WHAT YOU SHOULD DO. Start at the line below containing "Give the innermost point of each instance of the blue" and stop at the line containing "Give the innermost point of each instance of the black". Repeat every line of that stretch exactly, and nothing outside it.

GIVEN DATA.
^^^^^^^^
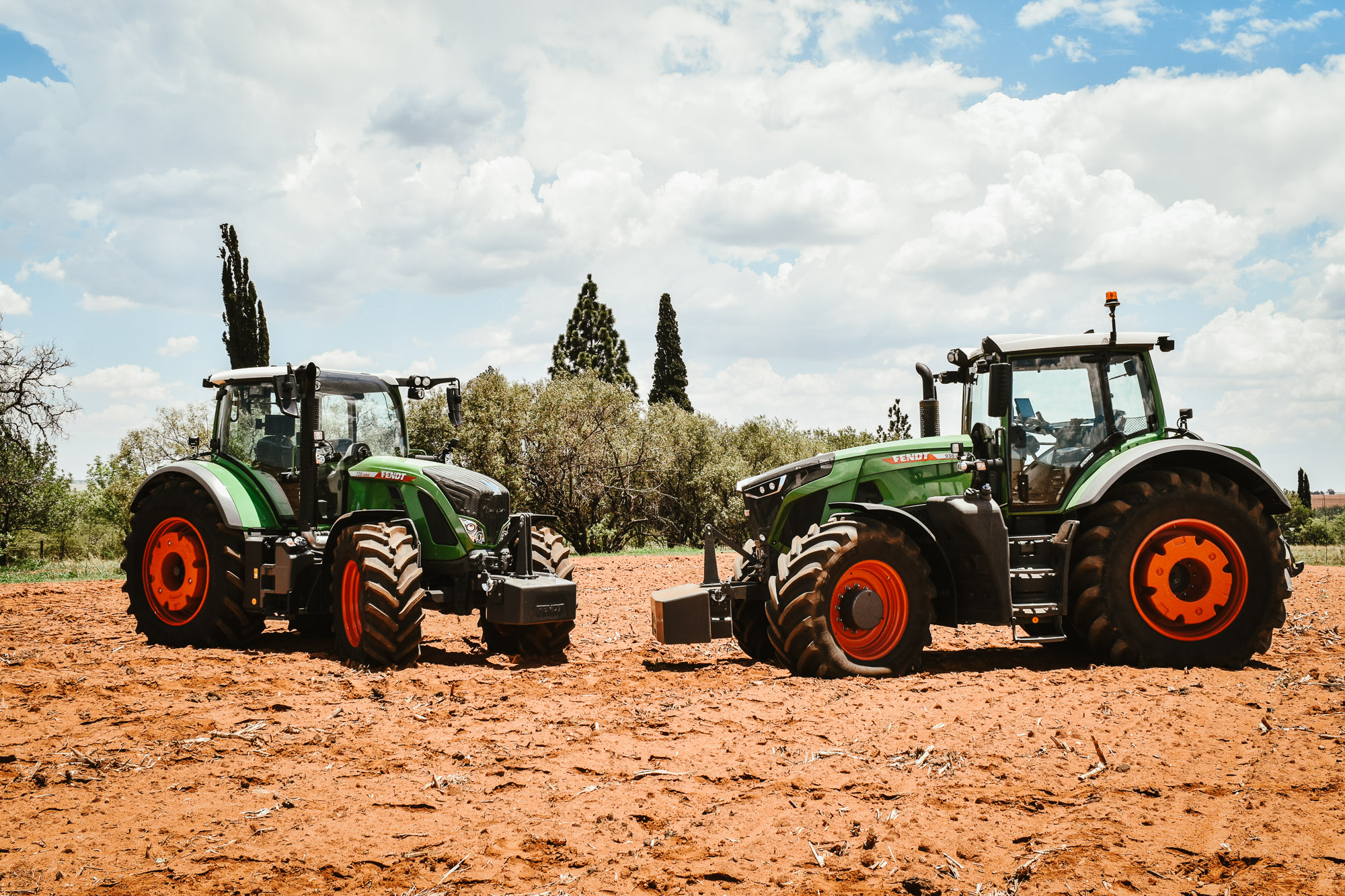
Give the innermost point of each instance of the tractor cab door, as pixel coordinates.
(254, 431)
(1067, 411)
^^^^^^^^
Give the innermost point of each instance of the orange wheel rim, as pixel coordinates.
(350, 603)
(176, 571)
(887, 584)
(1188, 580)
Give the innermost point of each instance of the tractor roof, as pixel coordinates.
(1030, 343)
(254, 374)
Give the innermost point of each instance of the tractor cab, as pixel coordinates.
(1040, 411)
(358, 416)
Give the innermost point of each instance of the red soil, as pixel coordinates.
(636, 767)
^^^^^^^^
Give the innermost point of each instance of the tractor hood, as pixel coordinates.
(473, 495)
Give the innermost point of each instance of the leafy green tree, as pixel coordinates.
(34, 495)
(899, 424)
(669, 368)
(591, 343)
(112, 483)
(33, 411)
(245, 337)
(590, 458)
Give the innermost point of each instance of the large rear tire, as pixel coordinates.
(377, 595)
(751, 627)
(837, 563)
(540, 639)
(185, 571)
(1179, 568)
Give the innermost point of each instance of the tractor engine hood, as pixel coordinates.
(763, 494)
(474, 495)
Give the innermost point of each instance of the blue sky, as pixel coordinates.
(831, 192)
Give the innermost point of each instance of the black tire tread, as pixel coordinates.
^^^^^^^^
ANSWER FOR THE TASK.
Give the innermost point of each instance of the blue sky, as pixel coordinates.
(831, 192)
Give the innermost point of each instance of the black tire tread, as pixel coordinates.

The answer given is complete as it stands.